* **EXCERPTED PASSAGE**
2.3 Concurrent Cancellation
Pursuant to this Agreement and in connection with purchase of the Purchased Assets, VZZ shall, at Closing, take all steps to extinguish the net smelter return royalty comprising the Purchased Assets.
ARTICLE 3 REPRESENTATIONS, WARRANTIES AND ACKNOWLEDGMENTS
3.1 Representations and Warranties of the Vendor
Each of 297 and Mullan jointly and severally represents and warrants to VZZ and acknowledges and agrees that VZZ is relying upon such representations and warranties in connection with the entering into of this Agreement.
-
(a) Organization and Qualification . 297 is a corporation incorporated, validly existing and in good standing under the laws of Canada, and has all requisite power and authority to own, lease and operate its assets and properties and conduct its business as now owned and conducted.
-
(b) Corporate Authorization . 297 has the requisite corporate power and authority to enter into and perform its obligations under this Agreement. The execution, delivery and performance by 297 of its obligations under this Agreement and the consummation of the Transaction and the other transactions contemplated hereby have been duly authorized by all necessary corporate action on the part of 297 and no other corporate proceedings on the part of 297 are necessary to authorize this Agreement or the consummation of the Transaction and the other transactions contemplated hereby
-
(c) Execution and Binding Obligation . This Agreement has been duly executed and delivered by 297 and Mullan, and constitutes a legal, valid and binding agreement of 297 and Mullan, enforceable against each of them in accordance with its terms.

* **DATASET CONTENT**

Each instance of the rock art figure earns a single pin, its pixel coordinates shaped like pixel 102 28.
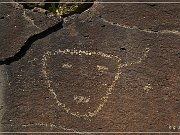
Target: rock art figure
pixel 82 81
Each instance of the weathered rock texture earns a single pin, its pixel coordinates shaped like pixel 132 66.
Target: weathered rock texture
pixel 17 25
pixel 113 68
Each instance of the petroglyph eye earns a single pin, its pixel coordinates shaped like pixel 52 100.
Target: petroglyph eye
pixel 102 68
pixel 67 65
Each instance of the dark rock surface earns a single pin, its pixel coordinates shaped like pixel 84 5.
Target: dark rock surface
pixel 17 25
pixel 108 69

* **DIRECTIONS**
- A) Copy out every line of the entries above that contains the word "earns".
- B) Please pick up the purchase agreement text on representations and warranties after its last sentence and keep writing it.

* **TASK RESULTS**
- A)
Each instance of the rock art figure earns a single pin, its pixel coordinates shaped like pixel 102 28.
Each instance of the weathered rock texture earns a single pin, its pixel coordinates shaped like pixel 132 66.
Each instance of the petroglyph eye earns a single pin, its pixel coordinates shaped like pixel 52 100.
Each instance of the dark rock surface earns a single pin, its pixel coordinates shaped like pixel 84 5.

- B)
-
(d) Fair Value . The Vendor acknowledges that the sale of the Purchased Assets through the issuance of the Purchase Shares is the Parties’ best estimate of the fair value of the Purchased Assets.
-
(e) Release by the Vendor . The Vendor releases VZZ and its representatives or assigns of and from any and all actions, causes of action, claims, complaints, demands, damages, interest, cost, expenses and compensation of whatsoever kind and howsoever arising, whether known or unknown, and which the Vendor now have or at any time hereafter can, shall or may have in any way resulting or arising from any cause, matter or thing whatsoever existing up to the present time relating to the Purchased Assets.
-
(f) Warranties as to Value . The Vendor represents that no representations or warranties have been made by VZZ or its directors or officers, or by any other party, concerning the future value of the Purchase Shares, and further acknowledge that the value of the Purchase Shares is variable and speculative, and that there is no assurance that VZZ’s business will generate earnings, operate profitably, or provide a return on investment in the future.
-
(g) No Encumbrances. The Vendor is not aware of the creation or imposition of any Encumbrance upon any of the Purchased Assets.
3.2 Representations and Warranties of VZZ
VZZ represents and warrants to the Vendor and acknowledges and agrees that the Vendor is relying upon such representations and warranties in connection with the entering into of this Agreement.
-
(a) Organization and Qualification . VZZ is a corporation incorporated, validly existing and in good standing under the laws of British Columbia and has all requisite power and authority to own, lease and operate its assets and properties and conduct its business as now owned and conducted.
-
(b) Corporate Authorization . VZZ has the requisite corporate power and authority to enter into and perform its obligations under this Agreement. The execution, delivery and performance by VZZ of its obligations under this Agreement and the consummation of the Transaction and the other transactions contemplated hereby have been duly authorized by all necessary corporate action on the part of VZZ and no other corporate proceedings on the part of VZZ are necessary to authorize this Agreement or the consummation of the Transaction and the other transactions contemplated hereby.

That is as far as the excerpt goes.